Exercise description ▸ Rewrite every entry below with "deepest inside" swapped for "most central within" and everything else unchanged, and leave the pictures out.

Data supplied ▸

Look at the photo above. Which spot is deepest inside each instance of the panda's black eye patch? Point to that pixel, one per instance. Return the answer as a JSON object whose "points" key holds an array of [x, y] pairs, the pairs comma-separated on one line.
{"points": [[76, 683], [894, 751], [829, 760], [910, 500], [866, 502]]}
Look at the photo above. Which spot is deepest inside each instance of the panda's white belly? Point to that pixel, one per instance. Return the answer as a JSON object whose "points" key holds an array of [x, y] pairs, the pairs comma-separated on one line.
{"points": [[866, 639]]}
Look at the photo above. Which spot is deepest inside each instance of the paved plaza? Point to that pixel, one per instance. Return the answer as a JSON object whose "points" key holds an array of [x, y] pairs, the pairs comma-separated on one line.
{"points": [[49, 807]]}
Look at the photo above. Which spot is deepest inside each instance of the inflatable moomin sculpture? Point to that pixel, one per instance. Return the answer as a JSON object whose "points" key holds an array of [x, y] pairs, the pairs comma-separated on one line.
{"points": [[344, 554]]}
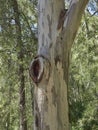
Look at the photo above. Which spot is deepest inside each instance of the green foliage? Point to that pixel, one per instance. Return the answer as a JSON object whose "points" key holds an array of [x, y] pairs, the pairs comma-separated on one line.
{"points": [[9, 80], [83, 91]]}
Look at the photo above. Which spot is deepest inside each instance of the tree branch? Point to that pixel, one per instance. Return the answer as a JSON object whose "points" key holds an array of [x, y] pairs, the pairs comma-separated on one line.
{"points": [[72, 20]]}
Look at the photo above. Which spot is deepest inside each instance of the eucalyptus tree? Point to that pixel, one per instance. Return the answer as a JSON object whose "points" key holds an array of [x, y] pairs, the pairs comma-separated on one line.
{"points": [[57, 28]]}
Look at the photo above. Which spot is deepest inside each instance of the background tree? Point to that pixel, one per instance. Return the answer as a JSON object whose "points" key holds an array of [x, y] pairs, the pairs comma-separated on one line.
{"points": [[83, 86]]}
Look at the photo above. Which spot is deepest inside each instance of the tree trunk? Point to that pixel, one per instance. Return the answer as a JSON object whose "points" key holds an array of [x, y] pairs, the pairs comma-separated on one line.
{"points": [[23, 121], [49, 70]]}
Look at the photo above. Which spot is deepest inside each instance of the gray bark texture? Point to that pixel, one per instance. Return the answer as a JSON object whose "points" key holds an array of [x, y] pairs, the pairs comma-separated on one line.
{"points": [[49, 70]]}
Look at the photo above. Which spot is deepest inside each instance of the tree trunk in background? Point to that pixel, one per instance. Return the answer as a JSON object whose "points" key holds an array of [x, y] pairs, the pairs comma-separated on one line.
{"points": [[23, 121], [49, 70]]}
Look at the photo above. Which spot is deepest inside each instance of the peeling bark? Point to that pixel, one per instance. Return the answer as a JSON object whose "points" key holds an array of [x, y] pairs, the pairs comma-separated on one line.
{"points": [[51, 103]]}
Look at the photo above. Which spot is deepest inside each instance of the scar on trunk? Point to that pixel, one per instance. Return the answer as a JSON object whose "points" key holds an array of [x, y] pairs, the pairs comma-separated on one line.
{"points": [[61, 19]]}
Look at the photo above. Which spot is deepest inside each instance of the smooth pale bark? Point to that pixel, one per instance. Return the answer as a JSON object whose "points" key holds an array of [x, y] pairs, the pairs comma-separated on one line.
{"points": [[50, 96]]}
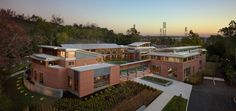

Solution to this exercise ▸
Look at the photo above. Which spot is most central within each instance of the panda's black eye patch? Point to that pixel, one per instance. Return the answer as a JSON object whose "points" key holds an array of [x, y] pairs, the pairs comma-separated on one line.
{"points": [[76, 683], [894, 751], [829, 760], [910, 500], [866, 502]]}
Look at the photo above. Which spot is most central within each instance of the panda's white belly? Point to that pixel, one per instance. Return the answer as a JSON object whose "points" key holds an array of [x, y] pairs, the pairs comma-separated on one line.
{"points": [[866, 639]]}
Look at the photo above. Which spot is most central within each instance of the paved plaza? Point to that pixel, one per instance. Return the answer as a JSON object whose "points" key holds an array of [x, y] pairs, the pairs comma-separated on one line.
{"points": [[49, 807]]}
Look at the photo above. Which spot is most central within each instance of the inflatable moomin sculpture? Point to that pixel, one per instance. Return the answer as a JSON object whose "points" key holds an array of [x, y] pairs, the pairs comma-separated on one line.
{"points": [[344, 554]]}
Look at the photo above. Which spot is most central within each instance of the green foliage? Point to that pixel, one per instance. Return the answer as a JSON object whose "points" key holds an array of [x, y] pairs, the pairs comma-separated on one line.
{"points": [[9, 80], [83, 91]]}
Look at the photo above. Which spot is most central within each instance of the tree branch? Point to that pixel, one per instance. Return the answer as a JSON object whose "points" key holds an array of [x, y] pairs, the pairs comma-separated on one line.
{"points": [[72, 20]]}
Look at the photo above. Which spot is most central within each instance of the eucalyptus tree? Point to that pixel, one per instance. Return the answer as a JSON object whose "points" key holds an array of [x, y] pairs, the pairs comma-separated on one line.
{"points": [[57, 28]]}
Look at the photo above. Which spot is most central within each instance of the background tree? Point to that pixel, one per instance. Return the answer as a JSON object whose "points" key holds an array of [x, y] pairs, the pairs comma-separated on one line.
{"points": [[83, 86]]}
Look at the photo above. Which spot is most central within each instance of the tree trunk? Point to that pixel, one per instance. Return the answer as a JSON object whose "points" key holds an array of [x, y] pairs, the pairs comma-separated on one line.
{"points": [[23, 121], [49, 70]]}
Look at the photo above. Which spot is most central within each instance of the gray bark texture? Point to that pixel, one per instance. Return the answer as a JSON object whose "points" key holds an array of [x, y] pairs, the pairs comma-separated on one line.
{"points": [[49, 70]]}
Look at the photo above. Which spot is most central within each instance of the tree trunk in background? Point to that pixel, one per instance. Return the answer as a JSON object whose "points" key holds an array of [x, y] pairs, the pairs comma-separated on one line.
{"points": [[23, 121], [49, 70]]}
Look at the photo above. Which spot is most central within each instance of the peeling bark? Point to that pixel, one per instance. Return the answer as a JSON object whose "points" key holds an array of [x, y] pairs, the pairs comma-separated on one line.
{"points": [[51, 103]]}
Look at the photo above. Which spot is most central within each instance of the scar on trunk? Point to that pixel, one per instance. Return the answer as a JSON object whose "points" key holds an array of [x, y] pairs, the pairs comma-separated on one line.
{"points": [[61, 19]]}
Look at the photo above. Which spot is most central within each instance of the smooth pale bark? Point to that pixel, one per instance. Return the answer as a JSON object whose "points" key holds an array of [x, y] pairs, the pairs comma-separated on one line.
{"points": [[50, 96]]}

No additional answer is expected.